◆ **Page text**:
····················

The city of Beverly Hills filed a complaint on May 9 in the U.S. District Court for the Central District of California against Federal Transit Administration, United States Department of Transportation, et al. citing the National Environmental Policy Act and other counts.

According to the complaint, the plaintiff is challenging the approval of the Federal Transit Administration (FTA) of a subway development in Los Angeles and Beverly Hills. The suit states the project calls for a subway tunnel to run directly beneath the Beverly Hills High School campus.

The plaintiff alleges the impact statement's conclusion that "project alignment and staging areas pose no threat of harm to the high school’s campus, its students, or community members who use its recreational facilities is fundamentally flawed. The project will cause substantial harm to health and safety of its students, undermine its learning environment, impede the renovation and modernization of its campus, and threaten the viability of its historic structures and recreational facilities," the suit states.

····················

◆ **Dataset content**:
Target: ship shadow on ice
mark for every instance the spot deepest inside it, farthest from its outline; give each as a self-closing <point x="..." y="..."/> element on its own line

····················

Continue the report on the Beverly Hills lawsuit over the subway tunnel, starting right after its last sentence.

◆ **Response**:
The plaintiff alleges that the defendants "improperly committed to a course of action rather than engaging in the required environmental analysis. This commitment skewed that environmental testing and analysis and resulted in a predetermined outcome," the suit states.

The plaintiff holds Federal Transit Administration, United States Department of Transportation, et al. responsible because the defendants allegedly "failed to take the required hard look at the project’s environmental impacts including the project’s geotechnical/seismic impacts; noise and vibration impacts; traffic/access impacts; air quality impacts; paleontological impacts; economic and social impacts; public health impacts and safety impacts," the suit states.

The plaintiff seeks a temporary restraining order, award of costs, award such other and further relief as the court deems just and proper. It is represented by Robert S. Perlmutter and Sara A. Clark of Shute, Mihaly & Weinberger LLP in San Francisco.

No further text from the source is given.